### YOUR GOAL
In the material below, count the lines that contain the string "raincoat". Reply with the number alone.

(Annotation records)

·····

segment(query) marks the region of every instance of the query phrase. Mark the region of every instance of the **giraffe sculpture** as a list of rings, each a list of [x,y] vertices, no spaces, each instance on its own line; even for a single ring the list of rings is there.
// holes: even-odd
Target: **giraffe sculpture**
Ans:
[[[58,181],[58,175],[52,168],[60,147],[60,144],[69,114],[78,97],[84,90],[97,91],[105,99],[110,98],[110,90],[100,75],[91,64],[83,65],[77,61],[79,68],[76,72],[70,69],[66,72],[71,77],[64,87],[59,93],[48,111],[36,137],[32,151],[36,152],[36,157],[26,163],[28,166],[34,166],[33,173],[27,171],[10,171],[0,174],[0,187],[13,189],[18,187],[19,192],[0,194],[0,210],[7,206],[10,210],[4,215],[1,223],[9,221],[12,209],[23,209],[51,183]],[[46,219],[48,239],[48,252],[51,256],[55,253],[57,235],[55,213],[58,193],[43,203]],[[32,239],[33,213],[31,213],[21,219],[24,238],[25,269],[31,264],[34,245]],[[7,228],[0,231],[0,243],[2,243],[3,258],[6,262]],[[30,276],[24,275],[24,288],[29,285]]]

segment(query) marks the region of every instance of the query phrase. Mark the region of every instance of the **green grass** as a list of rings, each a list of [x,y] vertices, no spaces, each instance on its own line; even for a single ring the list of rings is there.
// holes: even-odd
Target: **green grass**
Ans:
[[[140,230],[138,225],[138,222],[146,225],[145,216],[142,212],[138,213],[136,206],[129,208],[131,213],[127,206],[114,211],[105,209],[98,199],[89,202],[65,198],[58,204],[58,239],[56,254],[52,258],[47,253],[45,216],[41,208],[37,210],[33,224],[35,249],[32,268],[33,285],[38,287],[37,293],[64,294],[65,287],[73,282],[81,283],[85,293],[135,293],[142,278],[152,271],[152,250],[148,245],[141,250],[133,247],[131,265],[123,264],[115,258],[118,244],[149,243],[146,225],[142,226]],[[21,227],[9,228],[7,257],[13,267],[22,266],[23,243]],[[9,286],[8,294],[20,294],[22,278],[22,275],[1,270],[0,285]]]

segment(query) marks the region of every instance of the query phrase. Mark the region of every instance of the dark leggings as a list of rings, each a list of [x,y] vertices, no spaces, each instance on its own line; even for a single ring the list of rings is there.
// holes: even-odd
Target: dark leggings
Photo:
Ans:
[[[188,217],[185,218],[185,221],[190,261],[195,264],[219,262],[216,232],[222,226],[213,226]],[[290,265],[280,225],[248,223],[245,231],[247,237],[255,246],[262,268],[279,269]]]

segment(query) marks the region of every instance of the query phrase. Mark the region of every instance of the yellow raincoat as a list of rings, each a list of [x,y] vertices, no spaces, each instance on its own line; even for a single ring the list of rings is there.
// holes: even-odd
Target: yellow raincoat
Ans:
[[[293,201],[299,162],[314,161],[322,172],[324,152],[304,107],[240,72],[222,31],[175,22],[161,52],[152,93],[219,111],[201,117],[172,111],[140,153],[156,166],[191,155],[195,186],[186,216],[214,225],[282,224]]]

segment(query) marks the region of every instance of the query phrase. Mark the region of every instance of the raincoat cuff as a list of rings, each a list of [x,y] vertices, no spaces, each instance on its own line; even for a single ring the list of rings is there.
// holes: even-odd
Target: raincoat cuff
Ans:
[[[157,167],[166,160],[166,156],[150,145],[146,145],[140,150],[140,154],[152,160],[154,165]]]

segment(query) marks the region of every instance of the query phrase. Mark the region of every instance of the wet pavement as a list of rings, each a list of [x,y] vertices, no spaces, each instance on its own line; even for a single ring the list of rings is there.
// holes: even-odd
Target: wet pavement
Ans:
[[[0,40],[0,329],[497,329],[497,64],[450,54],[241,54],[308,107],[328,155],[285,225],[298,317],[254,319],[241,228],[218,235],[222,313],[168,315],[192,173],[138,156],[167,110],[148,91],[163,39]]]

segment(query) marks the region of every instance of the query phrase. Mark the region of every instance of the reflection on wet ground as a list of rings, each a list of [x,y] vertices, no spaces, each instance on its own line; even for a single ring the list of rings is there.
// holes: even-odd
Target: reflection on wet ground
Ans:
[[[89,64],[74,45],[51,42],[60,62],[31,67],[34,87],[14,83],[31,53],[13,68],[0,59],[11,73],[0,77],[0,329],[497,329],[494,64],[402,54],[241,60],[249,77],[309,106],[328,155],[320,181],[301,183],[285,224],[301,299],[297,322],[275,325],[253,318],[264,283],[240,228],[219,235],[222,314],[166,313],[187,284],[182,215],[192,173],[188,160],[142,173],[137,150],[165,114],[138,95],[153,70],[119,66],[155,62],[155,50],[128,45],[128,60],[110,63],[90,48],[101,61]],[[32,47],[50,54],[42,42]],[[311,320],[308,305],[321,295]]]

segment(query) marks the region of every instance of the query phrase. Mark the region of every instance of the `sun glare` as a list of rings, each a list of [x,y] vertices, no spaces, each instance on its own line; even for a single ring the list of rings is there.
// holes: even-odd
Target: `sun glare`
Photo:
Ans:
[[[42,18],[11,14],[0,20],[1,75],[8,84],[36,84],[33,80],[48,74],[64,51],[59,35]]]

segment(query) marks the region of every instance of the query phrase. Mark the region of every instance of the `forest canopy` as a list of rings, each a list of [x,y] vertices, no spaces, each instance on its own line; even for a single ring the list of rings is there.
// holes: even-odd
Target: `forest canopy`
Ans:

·····

### RESPONSE
4